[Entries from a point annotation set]
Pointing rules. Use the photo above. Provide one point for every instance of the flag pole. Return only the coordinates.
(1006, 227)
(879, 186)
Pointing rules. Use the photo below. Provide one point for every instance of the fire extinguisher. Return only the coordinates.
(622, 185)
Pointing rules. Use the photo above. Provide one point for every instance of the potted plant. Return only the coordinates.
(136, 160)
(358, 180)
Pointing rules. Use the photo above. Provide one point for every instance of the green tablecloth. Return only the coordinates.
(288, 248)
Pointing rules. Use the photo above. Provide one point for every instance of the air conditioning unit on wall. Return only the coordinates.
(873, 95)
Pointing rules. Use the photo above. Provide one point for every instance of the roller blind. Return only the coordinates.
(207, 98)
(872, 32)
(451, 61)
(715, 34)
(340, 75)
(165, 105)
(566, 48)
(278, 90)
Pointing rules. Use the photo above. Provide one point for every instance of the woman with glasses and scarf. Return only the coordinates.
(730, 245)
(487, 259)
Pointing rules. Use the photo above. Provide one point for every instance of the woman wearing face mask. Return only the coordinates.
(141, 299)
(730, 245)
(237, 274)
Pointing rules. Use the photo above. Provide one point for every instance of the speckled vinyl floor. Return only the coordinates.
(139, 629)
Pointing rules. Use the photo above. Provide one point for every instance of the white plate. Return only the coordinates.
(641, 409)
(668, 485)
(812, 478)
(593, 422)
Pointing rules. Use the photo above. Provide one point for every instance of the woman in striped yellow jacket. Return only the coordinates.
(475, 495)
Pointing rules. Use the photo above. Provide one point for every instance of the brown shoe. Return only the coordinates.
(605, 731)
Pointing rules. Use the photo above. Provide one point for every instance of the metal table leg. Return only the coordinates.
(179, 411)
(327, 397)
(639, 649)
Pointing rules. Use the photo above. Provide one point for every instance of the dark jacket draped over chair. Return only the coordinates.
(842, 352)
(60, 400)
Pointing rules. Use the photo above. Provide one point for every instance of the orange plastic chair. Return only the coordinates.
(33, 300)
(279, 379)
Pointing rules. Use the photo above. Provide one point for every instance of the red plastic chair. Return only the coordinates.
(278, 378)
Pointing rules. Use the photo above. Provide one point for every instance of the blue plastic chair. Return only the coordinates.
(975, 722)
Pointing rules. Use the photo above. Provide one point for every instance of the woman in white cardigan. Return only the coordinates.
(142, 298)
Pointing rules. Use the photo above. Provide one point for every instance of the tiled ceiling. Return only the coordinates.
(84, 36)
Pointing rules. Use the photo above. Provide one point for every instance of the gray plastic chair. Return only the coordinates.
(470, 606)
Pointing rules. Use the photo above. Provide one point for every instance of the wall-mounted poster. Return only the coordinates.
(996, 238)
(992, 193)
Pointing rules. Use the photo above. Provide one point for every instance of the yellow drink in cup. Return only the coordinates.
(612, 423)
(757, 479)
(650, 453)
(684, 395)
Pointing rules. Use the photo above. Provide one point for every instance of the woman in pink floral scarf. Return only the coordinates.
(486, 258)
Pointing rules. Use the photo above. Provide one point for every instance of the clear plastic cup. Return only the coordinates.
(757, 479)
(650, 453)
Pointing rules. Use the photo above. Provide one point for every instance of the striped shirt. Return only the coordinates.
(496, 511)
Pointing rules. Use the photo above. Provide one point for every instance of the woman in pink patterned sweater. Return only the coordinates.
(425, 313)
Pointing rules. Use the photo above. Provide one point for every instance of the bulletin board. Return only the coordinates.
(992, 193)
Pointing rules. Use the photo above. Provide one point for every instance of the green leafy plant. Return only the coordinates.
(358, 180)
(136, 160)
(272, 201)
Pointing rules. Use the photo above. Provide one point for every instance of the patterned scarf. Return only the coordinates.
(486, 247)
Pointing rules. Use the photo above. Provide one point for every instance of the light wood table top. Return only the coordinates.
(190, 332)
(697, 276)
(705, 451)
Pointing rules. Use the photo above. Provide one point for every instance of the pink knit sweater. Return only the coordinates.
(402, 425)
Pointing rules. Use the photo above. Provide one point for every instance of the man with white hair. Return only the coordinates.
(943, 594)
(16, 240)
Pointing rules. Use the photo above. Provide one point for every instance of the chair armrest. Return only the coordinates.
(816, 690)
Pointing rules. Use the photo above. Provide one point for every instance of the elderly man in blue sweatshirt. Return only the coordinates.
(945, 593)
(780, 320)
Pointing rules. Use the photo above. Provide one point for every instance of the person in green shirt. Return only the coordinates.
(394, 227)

TASK BRIEF:
Reproduce the rows from the line containing "knit sweater. Return only the coordinates." through the last row above, requests included, with each answer coordinate offset by 84.

REPLY:
Pointing rules. Use the photo above. Provide one point for every instance of the pink knit sweater. Return only the coordinates.
(486, 509)
Pointing rules. Use the photo above. Provide one point for every instance of the man with white hair. Return only the coordinates.
(1027, 678)
(100, 324)
Pointing rules. Use the photo above. Provide one point for every instance of the chair armrest. Return only the coordinates.
(900, 774)
Pointing rules. Use the photo above. Provide one point for every instance of the elderly man in blue sweatshirt. Return only the coordinates.
(1029, 677)
(864, 404)
Pointing rules. Use the photo above. Provide one point for every instance of the person in green shirt. Return only the coordinates.
(478, 311)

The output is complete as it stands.